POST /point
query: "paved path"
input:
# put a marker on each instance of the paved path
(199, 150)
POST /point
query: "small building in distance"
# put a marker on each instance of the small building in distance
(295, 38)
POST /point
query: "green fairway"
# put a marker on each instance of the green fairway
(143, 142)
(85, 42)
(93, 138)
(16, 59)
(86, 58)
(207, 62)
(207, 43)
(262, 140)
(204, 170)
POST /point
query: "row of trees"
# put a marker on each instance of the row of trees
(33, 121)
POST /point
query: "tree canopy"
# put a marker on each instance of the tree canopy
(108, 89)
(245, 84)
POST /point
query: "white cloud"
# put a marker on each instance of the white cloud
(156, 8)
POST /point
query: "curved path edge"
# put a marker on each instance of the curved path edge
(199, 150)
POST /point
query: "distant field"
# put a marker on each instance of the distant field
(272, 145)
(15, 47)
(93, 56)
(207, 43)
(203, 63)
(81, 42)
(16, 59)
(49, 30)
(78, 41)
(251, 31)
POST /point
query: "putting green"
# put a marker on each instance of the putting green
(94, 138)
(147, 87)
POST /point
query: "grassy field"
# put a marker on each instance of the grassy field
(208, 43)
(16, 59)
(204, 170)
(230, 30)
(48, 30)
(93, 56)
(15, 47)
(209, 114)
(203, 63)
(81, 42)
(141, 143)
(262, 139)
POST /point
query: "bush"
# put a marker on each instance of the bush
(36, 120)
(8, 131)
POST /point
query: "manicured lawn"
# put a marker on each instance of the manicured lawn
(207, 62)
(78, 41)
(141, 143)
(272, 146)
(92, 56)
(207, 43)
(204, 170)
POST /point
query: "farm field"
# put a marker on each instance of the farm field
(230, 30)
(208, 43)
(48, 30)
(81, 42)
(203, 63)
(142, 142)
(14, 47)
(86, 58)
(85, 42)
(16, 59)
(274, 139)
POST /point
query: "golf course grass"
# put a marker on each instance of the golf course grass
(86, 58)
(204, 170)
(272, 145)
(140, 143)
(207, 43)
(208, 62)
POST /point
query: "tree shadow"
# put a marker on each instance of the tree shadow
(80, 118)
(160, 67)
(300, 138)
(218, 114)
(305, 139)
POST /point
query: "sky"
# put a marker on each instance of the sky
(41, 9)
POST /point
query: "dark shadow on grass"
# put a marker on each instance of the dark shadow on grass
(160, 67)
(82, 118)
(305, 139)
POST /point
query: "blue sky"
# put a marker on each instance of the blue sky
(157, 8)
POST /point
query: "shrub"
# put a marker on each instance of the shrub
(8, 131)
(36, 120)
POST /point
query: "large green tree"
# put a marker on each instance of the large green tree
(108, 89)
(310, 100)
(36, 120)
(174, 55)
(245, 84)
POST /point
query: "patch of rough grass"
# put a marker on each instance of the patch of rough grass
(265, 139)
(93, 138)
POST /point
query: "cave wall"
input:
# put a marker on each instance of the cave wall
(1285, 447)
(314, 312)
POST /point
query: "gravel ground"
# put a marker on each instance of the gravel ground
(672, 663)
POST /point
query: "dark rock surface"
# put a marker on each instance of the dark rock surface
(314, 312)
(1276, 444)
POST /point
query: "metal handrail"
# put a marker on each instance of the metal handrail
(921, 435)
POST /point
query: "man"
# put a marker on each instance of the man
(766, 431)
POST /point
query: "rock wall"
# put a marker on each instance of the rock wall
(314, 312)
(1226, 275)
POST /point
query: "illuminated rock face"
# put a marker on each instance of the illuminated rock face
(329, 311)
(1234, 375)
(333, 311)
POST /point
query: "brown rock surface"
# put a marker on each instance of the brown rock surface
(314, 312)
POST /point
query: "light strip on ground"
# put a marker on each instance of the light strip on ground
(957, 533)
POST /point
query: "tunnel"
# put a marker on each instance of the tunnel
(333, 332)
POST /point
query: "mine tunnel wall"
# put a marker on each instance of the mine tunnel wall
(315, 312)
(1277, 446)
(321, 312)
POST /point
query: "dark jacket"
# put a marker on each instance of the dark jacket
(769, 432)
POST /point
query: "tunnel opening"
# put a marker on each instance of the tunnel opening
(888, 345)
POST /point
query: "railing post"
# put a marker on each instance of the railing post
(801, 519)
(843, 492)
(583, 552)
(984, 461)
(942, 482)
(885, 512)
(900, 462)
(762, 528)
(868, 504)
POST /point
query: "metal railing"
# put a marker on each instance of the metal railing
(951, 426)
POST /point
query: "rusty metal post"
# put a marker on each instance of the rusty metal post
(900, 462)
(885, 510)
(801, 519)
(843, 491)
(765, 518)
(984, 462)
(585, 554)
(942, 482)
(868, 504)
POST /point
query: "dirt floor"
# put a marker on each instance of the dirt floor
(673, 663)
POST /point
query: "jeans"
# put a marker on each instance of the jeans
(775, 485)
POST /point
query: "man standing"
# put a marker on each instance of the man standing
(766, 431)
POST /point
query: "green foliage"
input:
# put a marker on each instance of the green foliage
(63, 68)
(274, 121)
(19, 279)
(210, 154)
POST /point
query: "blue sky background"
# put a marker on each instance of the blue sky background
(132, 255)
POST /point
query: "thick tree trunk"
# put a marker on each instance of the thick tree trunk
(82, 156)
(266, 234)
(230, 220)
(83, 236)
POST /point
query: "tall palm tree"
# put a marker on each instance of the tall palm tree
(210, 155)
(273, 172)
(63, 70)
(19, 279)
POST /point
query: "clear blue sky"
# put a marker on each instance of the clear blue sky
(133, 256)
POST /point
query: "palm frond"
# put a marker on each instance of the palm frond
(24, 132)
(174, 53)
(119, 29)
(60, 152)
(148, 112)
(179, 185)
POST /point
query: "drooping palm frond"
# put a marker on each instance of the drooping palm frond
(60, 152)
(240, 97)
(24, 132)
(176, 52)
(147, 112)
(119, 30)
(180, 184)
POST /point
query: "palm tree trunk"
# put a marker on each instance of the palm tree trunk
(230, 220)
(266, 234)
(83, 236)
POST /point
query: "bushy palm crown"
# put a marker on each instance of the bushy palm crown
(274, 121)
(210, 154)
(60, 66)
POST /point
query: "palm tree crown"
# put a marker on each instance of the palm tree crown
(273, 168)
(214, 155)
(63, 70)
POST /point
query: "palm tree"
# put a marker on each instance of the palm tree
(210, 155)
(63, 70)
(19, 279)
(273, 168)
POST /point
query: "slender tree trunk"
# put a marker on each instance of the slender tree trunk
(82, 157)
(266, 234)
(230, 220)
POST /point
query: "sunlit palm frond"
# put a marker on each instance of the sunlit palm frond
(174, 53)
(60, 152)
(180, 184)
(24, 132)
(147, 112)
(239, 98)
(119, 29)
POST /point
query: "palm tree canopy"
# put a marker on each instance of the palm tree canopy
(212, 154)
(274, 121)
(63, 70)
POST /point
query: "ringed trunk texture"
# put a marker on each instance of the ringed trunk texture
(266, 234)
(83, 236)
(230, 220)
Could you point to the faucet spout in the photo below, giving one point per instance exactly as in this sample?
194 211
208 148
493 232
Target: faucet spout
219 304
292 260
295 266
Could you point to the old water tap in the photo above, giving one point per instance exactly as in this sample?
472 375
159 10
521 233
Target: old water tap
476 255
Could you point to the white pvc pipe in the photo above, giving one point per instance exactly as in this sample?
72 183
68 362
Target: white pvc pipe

◆ **Description of the task**
Select and copy each line from the data that includes the word "above".

◆ **Answer box**
Could you point to the old water tap in the photo above, giving one point per instance exactly as in this sample?
Could you point to the white pvc pipe in the photo above, giving one point per instance exactly as in this sample?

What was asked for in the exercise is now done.